▶ _Fragmento_:
┏━━

Es muy revelador observar que todos estos hombres de notable inteligencia y compromiso profesional (Hofmann, Huxley, Leary, Alpert y Metzner), a partir de su experiencia personal con la LSD desarrollaron una nueva actitud ante la vida. En 1991, Albert Hofmann lo expresó de la siguiente manera: “Todos estamos agradecidos por la ayuda recibida para lograr lo que Aldous Huxley decía que era el propósito final de la vida humana, es decir, la iluminación, una visión beatífica de la existencia, y el amor. Yo creo que contamos con muchos y valiosos testimonios de la aportación de la LSD, en este sentido suficientes para convencer a las autoridades de salud de terminar con la absurda prohibición de éste y otros psicodélicos similares”.

Ahora bien, en todo este planteamiento que nos coloca frente a una eventual legalización de las drogas psicodélicas, existe la necesidad de establecer una diferencia que se refiere a los diferentes tipos de ellas. Hay drogas que son sumamente peligrosas, que producen adicción, como la heroína, las anfetaminas o los opiáceos. Estas son drogas que, justamente por provocar la adicción y la utilización crónica, producen un deterioro físico y psíquico.

En cambio, la LSD y los otros productos psicodélicos no provocan adicción y son poco tóxicos; no hay que clasificarlos realmente como drogas para no incluirlas en este conjunto de sustancias problemáticas. Ello no quiere decir que estas drogas carezcan de peligro. Para una persona no preparada, la experiencia de separarse del mundo habitual para adentrarse en un mundo mucho más complejo, mucho más profundo, puede ser un shock psíquico profundo, un derrumbamiento traumático. Éste es el peligro de estas sustancias, pues tienen que utilizarse en un marco ceremonioso que nos falta normalmente, y ésta es la razón por la que los indios, que siguen utilizando estas drogas en la actualidad, lo hacen a modo de plantas sagradas sólo destinadas al culto religioso. Para el no-iniciado, la vivencia que se produce es abrumadora.

┗━━

▶ _Acción requerida 1_:
Edita el fragmento sobre la LSD: copia la parte que se abre con las palabras que contienen "En cambio, la" y se cierra con "produce es abrumadora.", y pon "plantas rituales" en lugar de "plantas sagradas".
▶ _Acción requerida 2_:
Responde brevemente estas preguntas con datos del fragmento sobre la LSD.
(a) ¿En qué año expresó Albert Hofmann las palabras que se citan?
(b) ¿Qué drogas se nombran como sumamente peligrosas y causantes de adicción?
(c) ¿De qué modo utilizan hoy los indios estas drogas?

Datos de señalamiento por expresiones referenciales
┏━━

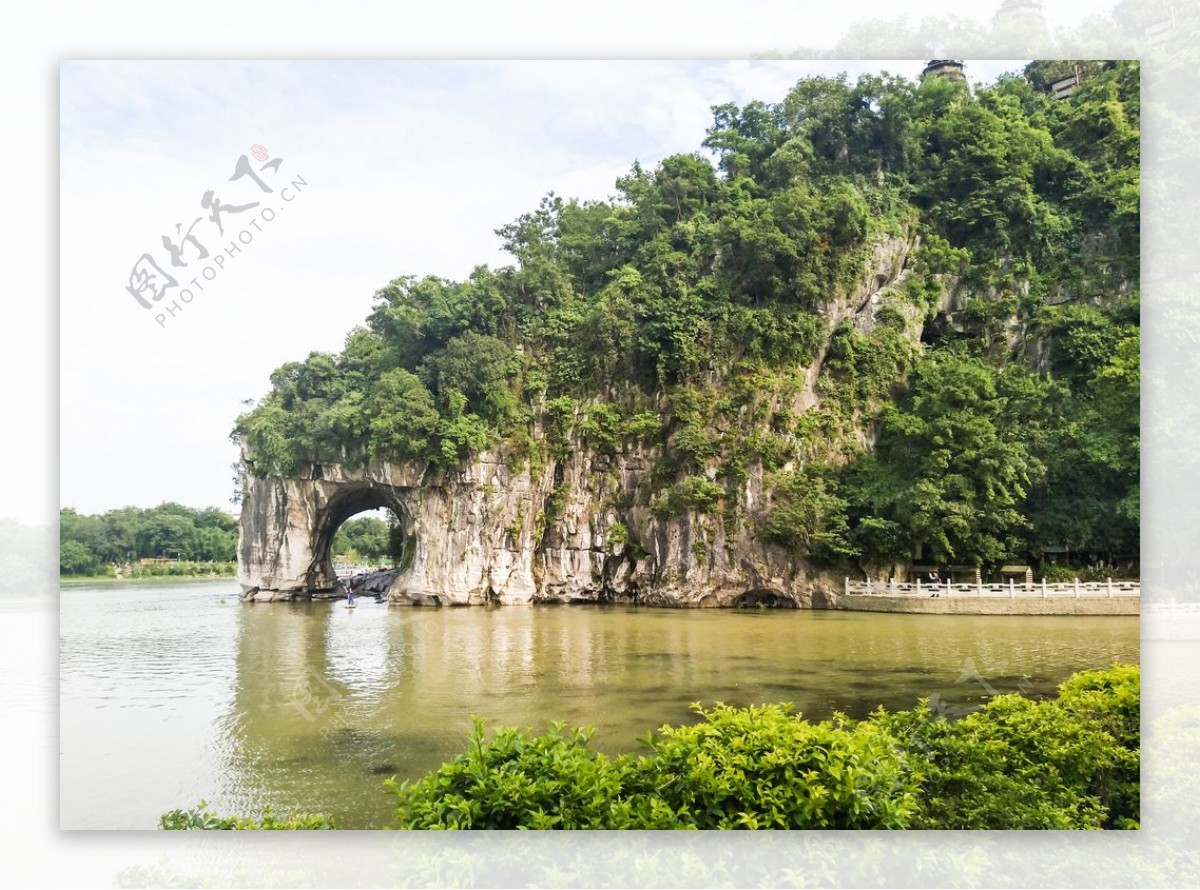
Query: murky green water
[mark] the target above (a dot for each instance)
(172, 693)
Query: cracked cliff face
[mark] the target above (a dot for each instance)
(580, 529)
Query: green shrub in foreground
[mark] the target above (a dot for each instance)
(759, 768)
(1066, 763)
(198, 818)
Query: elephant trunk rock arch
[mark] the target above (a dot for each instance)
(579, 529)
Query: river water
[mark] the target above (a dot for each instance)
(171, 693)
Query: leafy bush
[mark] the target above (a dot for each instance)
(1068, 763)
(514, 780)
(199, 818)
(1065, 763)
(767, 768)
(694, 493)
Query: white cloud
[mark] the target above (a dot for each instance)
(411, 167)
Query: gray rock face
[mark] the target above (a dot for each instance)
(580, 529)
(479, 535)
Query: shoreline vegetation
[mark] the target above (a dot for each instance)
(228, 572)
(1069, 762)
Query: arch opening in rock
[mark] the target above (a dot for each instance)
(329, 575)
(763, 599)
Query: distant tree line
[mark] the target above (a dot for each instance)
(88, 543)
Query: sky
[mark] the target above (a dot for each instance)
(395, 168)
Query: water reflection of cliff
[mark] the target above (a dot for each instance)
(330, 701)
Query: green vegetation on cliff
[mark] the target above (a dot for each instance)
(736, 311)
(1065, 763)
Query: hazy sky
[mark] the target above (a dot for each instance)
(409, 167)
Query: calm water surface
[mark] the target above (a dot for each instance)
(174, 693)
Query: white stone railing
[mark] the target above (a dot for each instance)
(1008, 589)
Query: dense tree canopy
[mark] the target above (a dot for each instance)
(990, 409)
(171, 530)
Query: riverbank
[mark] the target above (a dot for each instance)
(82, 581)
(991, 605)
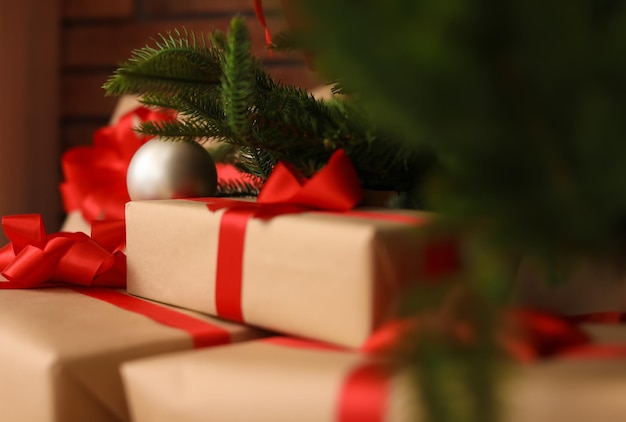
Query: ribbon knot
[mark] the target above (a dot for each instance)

┗━━

▶ _Área de respuesta 1_:
En cambio, la LSD y los otros productos psicodélicos no provocan adicción y son poco tóxicos; no hay que clasificarlos realmente como drogas para no incluirlas en este conjunto de sustancias problemáticas. Ello no quiere decir que estas drogas carezcan de peligro. Para una persona no preparada, la experiencia de separarse del mundo habitual para adentrarse en un mundo mucho más complejo, mucho más profundo, puede ser un shock psíquico profundo, un derrumbamiento traumático. Éste es el peligro de estas sustancias, pues tienen que utilizarse en un marco ceremonioso que nos falta normalmente, y ésta es la razón por la que los indios, que siguen utilizando estas drogas en la actualidad, lo hacen a modo de plantas rituales sólo destinadas al culto religioso. Para el no-iniciado, la vivencia que se produce es abrumadora.

▶ _Área de respuesta 2_:
(a) En 1991.
(b) La heroína, las anfetaminas y los opiáceos.
(c) Las utilizan a modo de plantas sagradas, destinadas solo al culto religioso.